В первом случае перед нами фрагменты типичного "уставного" текста с
характерной для него специальной терминологией (perimeter, armored
vehicles, organized in depth... круговая оборона', ' бронированные машины',
'эшелонированный в глубину’). Во втором — рефлексом неформальных
ролевых отношений является разговорная тональность (ср. разговорные
стяжения it's, you're в английском тексте, использование ты в русском
переводе) [Швейцер, 1973, 209—212].

В связи со сказанным встает вопрос о социальной норме перевода. Как и
любая социальная норма, норма перевода является механизмом, через
посредство которого общество детерминирует поведение личности
[Кречмар, 1970]. Социальная норма перевода представляет собой
совокупность наиболее общих правил, определяющих выбор стратегии
перевода. Эти правила в конечном счете отражают те требования, которые
общество предъявляет к переводчику. Не будучи чем-то раз и навсегда
заданным, они варьируются от культуры к культуре, от эпохи к эпохе и от
одного типа (жанра) текста к другому.

Национальную вариативность переводческой нормы (в области
художественного перевода) отмечает И.Левый. Так, например,
переводческую эстетику французов характеризует сомнение в творческой
самостоятельности перевода. Отсюда установка переводить стихи прозой.
Гораздо ригористичнее отношение к переводу в среднеевропейских
литературах (у чехов, словаков, венгров): здесь считается отступлением от
нормы не только перевод стиха прозой, но и передача александрийского стиха
белым, пропуск каламбура или исторического намека и другие облегчения
переводческого труда, привычные для англичан или немцев [Левый, 1974,
47].

Противоречивые требования к переводу ("парадоксы перевода") были, в
частности, отмечены Т.Сейвори в книге "Искусство перевода":

1. Перевод должен передавать слова оригинала.

2. Перевод должен передавать мысли оригинала.

3. Перевод должен читаться как оригинал.

4. Перевод должен читаться как перевод.

5. Перевод должен отражать стиль оригинала.

6. Перевод должен отражать стиль переводчика.

7. Перевод должен читаться как современный переводчику.

8. Перевод должен читаться как современный оригиналу.

9. Перевод вправе прибавить нечто к оригиналу или убавить от него.

10. Перевод не вправе ничего ни прибавить, ни убавить.

Извлечённые сведения:
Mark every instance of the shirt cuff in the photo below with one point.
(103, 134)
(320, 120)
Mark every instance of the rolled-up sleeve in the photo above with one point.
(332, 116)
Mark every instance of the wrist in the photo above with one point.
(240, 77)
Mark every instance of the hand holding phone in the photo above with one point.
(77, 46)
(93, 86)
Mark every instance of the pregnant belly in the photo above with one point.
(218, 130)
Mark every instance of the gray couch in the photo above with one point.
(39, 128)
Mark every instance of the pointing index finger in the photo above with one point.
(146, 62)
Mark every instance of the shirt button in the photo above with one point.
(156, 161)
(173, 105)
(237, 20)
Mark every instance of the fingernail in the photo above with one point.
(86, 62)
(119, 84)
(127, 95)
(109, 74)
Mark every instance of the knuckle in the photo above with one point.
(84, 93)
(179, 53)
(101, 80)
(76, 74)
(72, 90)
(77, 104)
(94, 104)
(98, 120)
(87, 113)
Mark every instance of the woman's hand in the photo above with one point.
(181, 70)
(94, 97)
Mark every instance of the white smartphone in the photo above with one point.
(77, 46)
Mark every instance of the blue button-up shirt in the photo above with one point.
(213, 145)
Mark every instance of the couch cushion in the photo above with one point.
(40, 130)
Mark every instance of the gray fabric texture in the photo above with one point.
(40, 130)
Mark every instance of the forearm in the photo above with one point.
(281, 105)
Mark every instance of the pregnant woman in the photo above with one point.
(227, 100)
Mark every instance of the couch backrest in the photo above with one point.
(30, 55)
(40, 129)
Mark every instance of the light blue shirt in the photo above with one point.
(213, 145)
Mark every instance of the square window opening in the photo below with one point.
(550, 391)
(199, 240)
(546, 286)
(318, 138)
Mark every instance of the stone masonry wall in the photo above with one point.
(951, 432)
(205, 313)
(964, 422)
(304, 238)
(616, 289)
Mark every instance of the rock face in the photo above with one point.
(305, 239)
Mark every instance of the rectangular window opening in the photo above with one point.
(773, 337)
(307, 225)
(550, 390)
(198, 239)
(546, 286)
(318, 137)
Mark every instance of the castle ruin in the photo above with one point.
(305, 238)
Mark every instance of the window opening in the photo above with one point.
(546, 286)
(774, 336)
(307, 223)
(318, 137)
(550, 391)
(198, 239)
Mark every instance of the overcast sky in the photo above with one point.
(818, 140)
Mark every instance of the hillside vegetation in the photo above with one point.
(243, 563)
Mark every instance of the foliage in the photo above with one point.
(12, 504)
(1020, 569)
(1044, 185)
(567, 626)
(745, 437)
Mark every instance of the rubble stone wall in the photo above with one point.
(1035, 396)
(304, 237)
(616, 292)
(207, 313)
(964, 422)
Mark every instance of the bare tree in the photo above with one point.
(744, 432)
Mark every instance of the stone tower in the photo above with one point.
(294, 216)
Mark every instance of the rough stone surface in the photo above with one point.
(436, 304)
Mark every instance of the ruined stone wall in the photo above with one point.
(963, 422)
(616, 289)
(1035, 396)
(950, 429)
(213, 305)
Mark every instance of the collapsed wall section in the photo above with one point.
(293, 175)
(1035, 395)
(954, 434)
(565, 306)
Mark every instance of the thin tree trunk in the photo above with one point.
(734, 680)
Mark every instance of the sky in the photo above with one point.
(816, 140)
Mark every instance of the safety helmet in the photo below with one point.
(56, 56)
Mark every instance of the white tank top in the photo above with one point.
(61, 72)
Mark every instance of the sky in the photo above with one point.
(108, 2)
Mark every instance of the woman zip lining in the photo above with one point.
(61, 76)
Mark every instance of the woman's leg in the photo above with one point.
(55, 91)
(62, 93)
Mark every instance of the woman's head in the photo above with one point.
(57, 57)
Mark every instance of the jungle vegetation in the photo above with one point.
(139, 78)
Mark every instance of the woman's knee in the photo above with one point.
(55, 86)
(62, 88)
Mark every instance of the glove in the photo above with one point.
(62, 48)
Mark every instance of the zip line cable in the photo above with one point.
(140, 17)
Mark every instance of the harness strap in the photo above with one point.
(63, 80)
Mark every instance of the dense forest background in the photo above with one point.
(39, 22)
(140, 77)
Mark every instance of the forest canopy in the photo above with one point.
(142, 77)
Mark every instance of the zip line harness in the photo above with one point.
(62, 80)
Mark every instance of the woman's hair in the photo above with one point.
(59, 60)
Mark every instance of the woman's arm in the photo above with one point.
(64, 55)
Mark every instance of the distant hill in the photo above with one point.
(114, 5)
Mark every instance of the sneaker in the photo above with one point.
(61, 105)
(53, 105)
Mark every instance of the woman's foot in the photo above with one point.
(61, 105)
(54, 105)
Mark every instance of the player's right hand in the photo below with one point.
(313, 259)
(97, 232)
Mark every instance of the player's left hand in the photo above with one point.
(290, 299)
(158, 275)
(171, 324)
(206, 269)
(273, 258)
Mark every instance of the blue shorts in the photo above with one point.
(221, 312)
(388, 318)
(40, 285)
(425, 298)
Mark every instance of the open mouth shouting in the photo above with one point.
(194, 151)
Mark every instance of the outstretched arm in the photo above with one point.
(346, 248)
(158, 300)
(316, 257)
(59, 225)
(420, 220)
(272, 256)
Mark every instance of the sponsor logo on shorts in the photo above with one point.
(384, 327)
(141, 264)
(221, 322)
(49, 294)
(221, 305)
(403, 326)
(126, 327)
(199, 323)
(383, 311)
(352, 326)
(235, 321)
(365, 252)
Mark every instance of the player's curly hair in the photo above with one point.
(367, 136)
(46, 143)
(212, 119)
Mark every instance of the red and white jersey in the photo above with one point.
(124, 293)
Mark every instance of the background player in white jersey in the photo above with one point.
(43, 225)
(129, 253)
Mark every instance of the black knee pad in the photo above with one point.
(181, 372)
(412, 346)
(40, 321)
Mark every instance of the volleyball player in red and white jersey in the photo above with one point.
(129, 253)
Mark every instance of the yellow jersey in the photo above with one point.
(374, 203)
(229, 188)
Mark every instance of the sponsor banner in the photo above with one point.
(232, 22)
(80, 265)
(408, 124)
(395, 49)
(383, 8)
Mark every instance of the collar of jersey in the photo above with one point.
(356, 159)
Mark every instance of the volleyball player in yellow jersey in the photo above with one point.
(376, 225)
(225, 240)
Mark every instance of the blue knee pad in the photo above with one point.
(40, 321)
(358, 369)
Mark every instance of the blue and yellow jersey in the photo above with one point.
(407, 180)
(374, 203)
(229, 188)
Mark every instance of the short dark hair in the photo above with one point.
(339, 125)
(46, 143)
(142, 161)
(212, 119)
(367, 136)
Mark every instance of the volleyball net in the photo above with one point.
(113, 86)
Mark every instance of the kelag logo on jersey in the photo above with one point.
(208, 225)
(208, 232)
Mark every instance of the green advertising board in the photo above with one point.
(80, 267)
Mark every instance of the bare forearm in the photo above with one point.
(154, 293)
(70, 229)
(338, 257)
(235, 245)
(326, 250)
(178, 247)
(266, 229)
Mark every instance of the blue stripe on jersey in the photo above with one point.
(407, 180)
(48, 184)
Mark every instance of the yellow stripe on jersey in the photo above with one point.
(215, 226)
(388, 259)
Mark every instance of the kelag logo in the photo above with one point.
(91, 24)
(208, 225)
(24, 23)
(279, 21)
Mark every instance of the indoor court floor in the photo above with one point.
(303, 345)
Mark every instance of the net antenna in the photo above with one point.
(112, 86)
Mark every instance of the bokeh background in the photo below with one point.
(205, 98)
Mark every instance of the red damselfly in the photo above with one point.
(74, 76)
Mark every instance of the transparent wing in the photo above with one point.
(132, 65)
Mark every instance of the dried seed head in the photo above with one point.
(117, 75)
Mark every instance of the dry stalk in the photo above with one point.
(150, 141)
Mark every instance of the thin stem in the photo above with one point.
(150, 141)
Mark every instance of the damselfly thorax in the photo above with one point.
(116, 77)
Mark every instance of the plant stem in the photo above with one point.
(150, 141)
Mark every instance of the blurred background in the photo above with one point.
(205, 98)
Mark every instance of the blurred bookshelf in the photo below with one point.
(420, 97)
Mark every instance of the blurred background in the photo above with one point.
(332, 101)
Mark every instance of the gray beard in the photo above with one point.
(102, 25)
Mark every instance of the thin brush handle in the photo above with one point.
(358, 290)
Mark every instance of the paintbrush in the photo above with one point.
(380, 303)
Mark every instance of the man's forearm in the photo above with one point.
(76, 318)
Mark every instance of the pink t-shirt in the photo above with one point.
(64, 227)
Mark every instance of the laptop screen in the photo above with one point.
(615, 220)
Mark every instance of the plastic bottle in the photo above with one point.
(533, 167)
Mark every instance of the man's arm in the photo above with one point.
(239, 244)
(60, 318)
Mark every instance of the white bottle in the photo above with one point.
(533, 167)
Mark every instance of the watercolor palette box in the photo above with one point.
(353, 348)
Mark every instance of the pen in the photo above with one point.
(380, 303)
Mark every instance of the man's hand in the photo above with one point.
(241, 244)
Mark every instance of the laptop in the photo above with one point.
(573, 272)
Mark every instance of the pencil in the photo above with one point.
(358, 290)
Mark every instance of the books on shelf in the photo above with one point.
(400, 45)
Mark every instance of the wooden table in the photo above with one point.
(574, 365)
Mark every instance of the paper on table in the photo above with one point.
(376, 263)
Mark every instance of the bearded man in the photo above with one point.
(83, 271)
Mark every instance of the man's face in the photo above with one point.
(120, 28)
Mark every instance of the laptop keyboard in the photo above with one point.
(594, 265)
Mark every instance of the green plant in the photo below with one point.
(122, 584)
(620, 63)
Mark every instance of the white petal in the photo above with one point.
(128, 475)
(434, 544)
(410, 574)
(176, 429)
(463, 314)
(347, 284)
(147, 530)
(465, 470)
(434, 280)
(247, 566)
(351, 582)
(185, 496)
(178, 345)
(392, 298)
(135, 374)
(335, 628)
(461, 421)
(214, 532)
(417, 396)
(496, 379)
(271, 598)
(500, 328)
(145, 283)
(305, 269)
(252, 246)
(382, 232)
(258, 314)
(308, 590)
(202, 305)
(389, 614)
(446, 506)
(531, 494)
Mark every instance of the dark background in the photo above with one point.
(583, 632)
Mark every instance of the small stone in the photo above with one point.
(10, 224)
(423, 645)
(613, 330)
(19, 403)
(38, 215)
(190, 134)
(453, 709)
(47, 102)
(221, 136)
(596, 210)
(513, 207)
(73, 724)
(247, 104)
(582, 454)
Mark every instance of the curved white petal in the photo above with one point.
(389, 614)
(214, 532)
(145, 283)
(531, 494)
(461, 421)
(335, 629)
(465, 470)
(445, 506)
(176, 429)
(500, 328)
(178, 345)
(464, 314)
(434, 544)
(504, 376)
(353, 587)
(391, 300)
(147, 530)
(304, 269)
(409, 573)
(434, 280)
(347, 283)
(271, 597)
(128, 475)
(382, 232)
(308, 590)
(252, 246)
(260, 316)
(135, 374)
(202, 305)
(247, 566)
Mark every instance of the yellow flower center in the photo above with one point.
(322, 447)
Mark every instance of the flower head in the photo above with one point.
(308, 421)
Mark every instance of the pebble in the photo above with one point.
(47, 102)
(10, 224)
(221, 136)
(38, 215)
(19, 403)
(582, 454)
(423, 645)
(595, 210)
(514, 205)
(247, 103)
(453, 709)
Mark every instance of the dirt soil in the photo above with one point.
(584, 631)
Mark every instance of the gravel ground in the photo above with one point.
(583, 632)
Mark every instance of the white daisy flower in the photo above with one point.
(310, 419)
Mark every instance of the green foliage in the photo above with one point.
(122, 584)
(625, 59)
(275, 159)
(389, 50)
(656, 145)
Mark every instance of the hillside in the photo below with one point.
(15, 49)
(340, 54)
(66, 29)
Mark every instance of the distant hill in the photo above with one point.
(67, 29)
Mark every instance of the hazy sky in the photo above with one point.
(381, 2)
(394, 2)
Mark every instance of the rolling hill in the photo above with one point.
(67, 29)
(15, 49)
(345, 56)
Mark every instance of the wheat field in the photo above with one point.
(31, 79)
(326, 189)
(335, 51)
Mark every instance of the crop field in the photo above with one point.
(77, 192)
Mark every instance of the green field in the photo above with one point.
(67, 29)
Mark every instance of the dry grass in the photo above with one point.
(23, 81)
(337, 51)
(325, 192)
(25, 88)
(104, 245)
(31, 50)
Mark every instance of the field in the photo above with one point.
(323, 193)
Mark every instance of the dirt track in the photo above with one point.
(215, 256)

Задание 1: Какая установка, согласно фрагменту о норме перевода, вытекает из сомнения французов в творческой самостоятельности перевода?
Задание 2: Повторите часть фрагмента о норме перевода между словами «Национальную вариативность переводческой» и «переводить стихи прозой.» включительно.

Готовый ответ 1: Установка переводить стихи прозой.

Готовый ответ 2:
Национальную вариативность переводческой нормы (в области
художественного перевода) отмечает И.Левый. Так, например,
переводческую эстетику французов характеризует сомнение в творческой
самостоятельности перевода. Отсюда установка переводить стихи прозой.